**Problem requirements**:
Convert all the data below into a two-column CSV with the columns "prompt" and "points". Give each piece of text its own row together with all of its answers, putting each in a single quoted field and changing any line breaks to spaces.

**Record extracts**:
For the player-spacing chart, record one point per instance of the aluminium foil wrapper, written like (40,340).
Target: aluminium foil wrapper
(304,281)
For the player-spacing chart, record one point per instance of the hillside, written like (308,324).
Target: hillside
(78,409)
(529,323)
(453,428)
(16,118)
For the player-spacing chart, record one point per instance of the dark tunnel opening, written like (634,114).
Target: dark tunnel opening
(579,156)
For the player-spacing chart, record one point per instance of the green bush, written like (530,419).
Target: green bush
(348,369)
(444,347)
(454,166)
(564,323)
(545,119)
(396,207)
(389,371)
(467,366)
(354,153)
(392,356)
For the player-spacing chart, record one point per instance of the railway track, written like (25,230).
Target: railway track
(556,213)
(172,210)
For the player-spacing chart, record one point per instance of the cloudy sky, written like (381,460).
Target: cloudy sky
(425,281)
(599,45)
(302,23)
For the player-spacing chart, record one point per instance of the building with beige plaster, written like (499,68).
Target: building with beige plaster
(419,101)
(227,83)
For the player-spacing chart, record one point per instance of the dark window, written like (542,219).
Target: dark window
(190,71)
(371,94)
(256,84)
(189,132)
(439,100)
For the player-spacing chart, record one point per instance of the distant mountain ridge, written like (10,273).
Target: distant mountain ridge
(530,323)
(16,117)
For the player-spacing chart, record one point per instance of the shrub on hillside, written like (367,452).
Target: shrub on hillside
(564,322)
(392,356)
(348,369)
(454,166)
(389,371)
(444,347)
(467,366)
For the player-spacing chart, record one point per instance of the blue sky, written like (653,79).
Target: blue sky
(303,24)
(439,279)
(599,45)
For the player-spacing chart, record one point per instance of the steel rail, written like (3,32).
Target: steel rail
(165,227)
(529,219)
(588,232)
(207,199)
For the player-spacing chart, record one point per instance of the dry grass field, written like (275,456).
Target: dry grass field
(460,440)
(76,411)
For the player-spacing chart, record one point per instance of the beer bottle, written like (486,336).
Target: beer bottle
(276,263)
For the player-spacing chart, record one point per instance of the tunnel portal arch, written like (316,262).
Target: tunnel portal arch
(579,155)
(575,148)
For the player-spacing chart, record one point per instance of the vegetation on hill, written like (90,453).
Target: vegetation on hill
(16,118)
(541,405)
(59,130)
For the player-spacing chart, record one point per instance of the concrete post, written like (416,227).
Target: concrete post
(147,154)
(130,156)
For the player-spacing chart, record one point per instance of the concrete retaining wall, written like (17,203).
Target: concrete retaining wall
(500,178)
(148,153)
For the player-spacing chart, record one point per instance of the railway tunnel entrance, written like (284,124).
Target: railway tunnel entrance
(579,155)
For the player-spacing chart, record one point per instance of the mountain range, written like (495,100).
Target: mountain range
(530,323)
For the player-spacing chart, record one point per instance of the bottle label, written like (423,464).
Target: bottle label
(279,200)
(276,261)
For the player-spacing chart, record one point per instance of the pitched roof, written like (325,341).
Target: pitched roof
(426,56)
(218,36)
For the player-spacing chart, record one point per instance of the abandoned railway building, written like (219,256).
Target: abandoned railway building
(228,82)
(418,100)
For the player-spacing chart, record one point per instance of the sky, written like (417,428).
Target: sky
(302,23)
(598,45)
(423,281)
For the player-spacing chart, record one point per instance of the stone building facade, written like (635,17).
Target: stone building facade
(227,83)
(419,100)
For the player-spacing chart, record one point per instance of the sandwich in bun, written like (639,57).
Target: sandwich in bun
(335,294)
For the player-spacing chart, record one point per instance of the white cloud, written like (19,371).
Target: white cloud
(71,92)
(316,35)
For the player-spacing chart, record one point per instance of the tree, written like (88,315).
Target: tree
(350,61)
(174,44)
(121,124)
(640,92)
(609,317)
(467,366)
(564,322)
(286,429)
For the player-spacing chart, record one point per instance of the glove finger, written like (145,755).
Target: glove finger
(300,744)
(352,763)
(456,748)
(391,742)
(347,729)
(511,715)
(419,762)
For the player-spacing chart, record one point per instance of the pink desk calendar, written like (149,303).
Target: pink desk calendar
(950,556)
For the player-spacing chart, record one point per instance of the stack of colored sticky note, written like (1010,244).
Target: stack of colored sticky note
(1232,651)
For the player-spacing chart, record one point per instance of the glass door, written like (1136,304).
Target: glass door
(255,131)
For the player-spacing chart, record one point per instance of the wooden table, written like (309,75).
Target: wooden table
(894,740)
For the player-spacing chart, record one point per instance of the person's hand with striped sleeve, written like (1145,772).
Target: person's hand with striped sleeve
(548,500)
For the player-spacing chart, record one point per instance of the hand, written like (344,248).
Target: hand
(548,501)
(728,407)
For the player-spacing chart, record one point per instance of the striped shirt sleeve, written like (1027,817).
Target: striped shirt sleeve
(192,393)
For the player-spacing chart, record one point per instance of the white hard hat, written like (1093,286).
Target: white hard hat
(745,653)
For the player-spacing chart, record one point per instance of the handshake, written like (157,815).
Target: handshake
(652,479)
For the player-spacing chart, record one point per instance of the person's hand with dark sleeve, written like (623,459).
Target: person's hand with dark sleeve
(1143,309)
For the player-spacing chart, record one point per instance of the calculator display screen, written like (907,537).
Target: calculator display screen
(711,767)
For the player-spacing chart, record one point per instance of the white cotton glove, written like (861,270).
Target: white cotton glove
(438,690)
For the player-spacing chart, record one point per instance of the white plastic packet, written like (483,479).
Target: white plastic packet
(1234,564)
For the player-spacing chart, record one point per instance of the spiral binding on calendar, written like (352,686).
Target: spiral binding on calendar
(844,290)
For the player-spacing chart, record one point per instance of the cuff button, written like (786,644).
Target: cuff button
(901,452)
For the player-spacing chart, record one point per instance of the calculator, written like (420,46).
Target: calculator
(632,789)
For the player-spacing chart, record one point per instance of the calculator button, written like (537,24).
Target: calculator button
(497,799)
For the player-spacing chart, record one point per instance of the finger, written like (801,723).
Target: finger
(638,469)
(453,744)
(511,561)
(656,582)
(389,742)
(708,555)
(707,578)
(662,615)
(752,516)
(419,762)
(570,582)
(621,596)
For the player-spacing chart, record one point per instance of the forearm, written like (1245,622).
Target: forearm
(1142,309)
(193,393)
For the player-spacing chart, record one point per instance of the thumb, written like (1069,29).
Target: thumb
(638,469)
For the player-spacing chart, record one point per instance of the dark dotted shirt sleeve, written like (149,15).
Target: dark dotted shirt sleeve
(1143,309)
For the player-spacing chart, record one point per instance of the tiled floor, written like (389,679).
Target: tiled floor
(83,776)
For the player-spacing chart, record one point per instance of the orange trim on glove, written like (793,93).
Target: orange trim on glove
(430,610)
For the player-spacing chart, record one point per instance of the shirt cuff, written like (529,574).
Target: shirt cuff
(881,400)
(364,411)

**Reply**:
prompt,points
"For the player-spacing chart, record one point per instance of the aluminium foil wrapper, written like (40,340). Target: aluminium foil wrapper","(304,281)"
"For the player-spacing chart, record one point per instance of the hillside, written like (308,324). Target: hillside","(78,409) (529,323) (453,428) (16,118)"
"For the player-spacing chart, record one point per instance of the dark tunnel opening, written like (634,114). Target: dark tunnel opening","(579,156)"
"For the player-spacing chart, record one point per instance of the green bush, written like (530,419). Target: green bush","(348,369) (444,347) (454,166) (564,323) (545,119) (396,207) (389,371) (467,366) (354,153) (392,356)"
"For the player-spacing chart, record one point per instance of the railway track, written like (25,230). Target: railway track","(556,213) (172,210)"
"For the player-spacing chart, record one point per instance of the cloudy sky, written like (381,460). Target: cloudy sky","(425,281) (599,45) (302,23)"
"For the player-spacing chart, record one point per instance of the building with beige plaster, written like (499,68). Target: building with beige plaster","(419,101) (227,83)"
"For the player-spacing chart, record one point per instance of the dark window, written like (542,219). Target: dark window","(190,71) (371,94) (256,84) (189,132) (439,100)"
"For the player-spacing chart, record one point per instance of the distant mountain ridge, written like (10,273). Target: distant mountain ridge","(530,323) (16,117)"
"For the player-spacing chart, record one point per instance of the shrub on hillside, written like (367,452). Target: shrub on hillside","(564,322) (392,356) (348,369) (454,166) (389,371) (444,347) (467,366)"
"For the player-spacing chart, record one point per instance of the blue sky, written like (653,79). Target: blue sky","(303,24) (439,279) (599,45)"
"For the player-spacing chart, record one point per instance of the steel rail, written like (3,32). Target: steel rail","(165,227) (529,219) (588,232) (207,199)"
"For the player-spacing chart, record one point per instance of the dry grass field, written like (275,456). Target: dry grass field","(460,440) (76,411)"
"For the player-spacing chart, record one point per instance of the beer bottle, written like (486,336). Target: beer bottle","(276,263)"
"For the player-spacing chart, record one point per instance of the tunnel portal arch, written like (316,262). Target: tunnel portal arch","(579,155) (575,148)"
"For the player-spacing chart, record one point per instance of the vegetation on hill, written like (90,453). Target: vegetation on hill","(16,118) (541,405) (59,130)"
"For the player-spacing chart, record one point per instance of the concrete post, written like (416,227). Target: concrete post","(147,154) (130,156)"
"For the player-spacing chart, record one point per instance of the concrete retaining wall, written like (17,203). Target: concrete retaining wall","(500,178) (148,153)"
"For the player-spacing chart, record one point per instance of the railway tunnel entrance, written like (284,124). Target: railway tunnel entrance","(579,155)"
"For the player-spacing chart, record one point per instance of the mountain range, written like (495,100). Target: mountain range","(530,323)"
"For the player-spacing chart, record one point per instance of the bottle label, written like (423,464). Target: bottle label","(279,200) (276,261)"
"For the player-spacing chart, record one point per instance of the pitched roof, written like (325,341). Target: pitched roof","(426,56) (218,36)"
"For the player-spacing chart, record one point per instance of the abandoned railway building, written like (219,256). Target: abandoned railway building","(228,82) (418,100)"
"For the player-spacing chart, record one point per instance of the sky, written like (417,428). Target: sky","(302,23) (598,45) (423,281)"
"For the player-spacing chart, record one point per instance of the stone building facade, written like (635,17). Target: stone building facade","(227,83) (419,100)"
"For the player-spacing chart, record one point per instance of the sandwich in bun, written like (639,57). Target: sandwich in bun","(335,294)"
"For the player-spacing chart, record one point per instance of the white cloud, written like (19,371). Target: white cloud","(71,92) (316,35)"
"For the player-spacing chart, record one point per instance of the tree, written like (88,315). Target: tree","(350,61) (174,44) (121,124) (640,92) (609,317) (467,366) (564,322) (286,429)"
"For the player-spacing chart, record one point per instance of the glove finger, written like (145,755). Target: glove finger","(300,744) (352,763) (456,748) (391,742) (347,729) (511,715) (419,762)"
"For the player-spacing chart, record one point per instance of the pink desk calendar, written like (149,303). Target: pink desk calendar","(950,556)"
"For the player-spacing chart, record one point per instance of the stack of colored sticky note, written like (1010,244). Target: stack of colored sticky note","(1232,651)"
"For the player-spacing chart, record one point per instance of the glass door, written like (1136,304). Target: glass door","(255,131)"
"For the player-spacing chart, record one point per instance of the wooden table, written like (309,75). Target: wooden table","(894,740)"
"For the player-spacing chart, record one point per instance of the person's hand with striped sleeve, written like (1145,772). Target: person's hand with striped sleeve","(548,500)"
"For the player-spacing chart, record one point per instance of the hand, written like (344,248). Target: hand","(548,501) (728,407)"
"For the player-spacing chart, record one point per instance of the striped shirt sleeve, written like (1027,817). Target: striped shirt sleeve","(192,393)"
"For the player-spacing chart, record one point per instance of the white hard hat, written like (1093,286). Target: white hard hat","(745,653)"
"For the player-spacing chart, record one point per instance of the handshake, written like (157,815). Target: handshake","(652,479)"
"For the player-spacing chart, record one point per instance of the person's hand with dark sleeve, written like (623,459). Target: person's hand with dark sleeve","(1143,309)"
"For the player-spacing chart, record one point per instance of the calculator display screen, written like (907,537). Target: calculator display screen","(711,767)"
"For the player-spacing chart, record one point per instance of the white cotton glove, written like (861,270). Target: white cotton glove","(438,690)"
"For the player-spacing chart, record one point per instance of the white plastic packet, written like (483,479). Target: white plastic packet","(1234,564)"
"For the player-spacing chart, record one point per instance of the spiral binding on calendar, written like (352,686). Target: spiral binding on calendar","(844,290)"
"For the player-spacing chart, record one point per instance of the cuff button, written like (786,644). Target: cuff button","(901,452)"
"For the player-spacing chart, record one point per instance of the calculator, written like (420,46). Target: calculator","(632,789)"
"For the player-spacing chart, record one point per instance of the calculator button, written like (537,24). Target: calculator button","(497,799)"
"For the player-spacing chart, record one point per instance of the finger, written like (801,723). Target: finger","(638,469) (453,744) (511,561) (656,582) (389,742) (708,555) (707,578) (662,615) (752,516) (419,762) (570,582) (621,596)"
"For the player-spacing chart, record one point per instance of the forearm, written like (1245,622). Target: forearm","(1142,309) (193,393)"
"For the player-spacing chart, record one point per instance of the thumb, written like (1069,29). Target: thumb","(638,469)"
"For the player-spacing chart, record one point per instance of the dark dotted shirt sleeve, written like (149,15). Target: dark dotted shirt sleeve","(1143,309)"
"For the player-spacing chart, record one point per instance of the tiled floor, written like (389,679). Target: tiled floor","(83,776)"
"For the player-spacing chart, record one point per instance of the orange trim on glove, written like (793,93). Target: orange trim on glove","(430,610)"
"For the player-spacing chart, record one point per instance of the shirt cuff, written like (529,574). Target: shirt cuff","(881,400) (364,411)"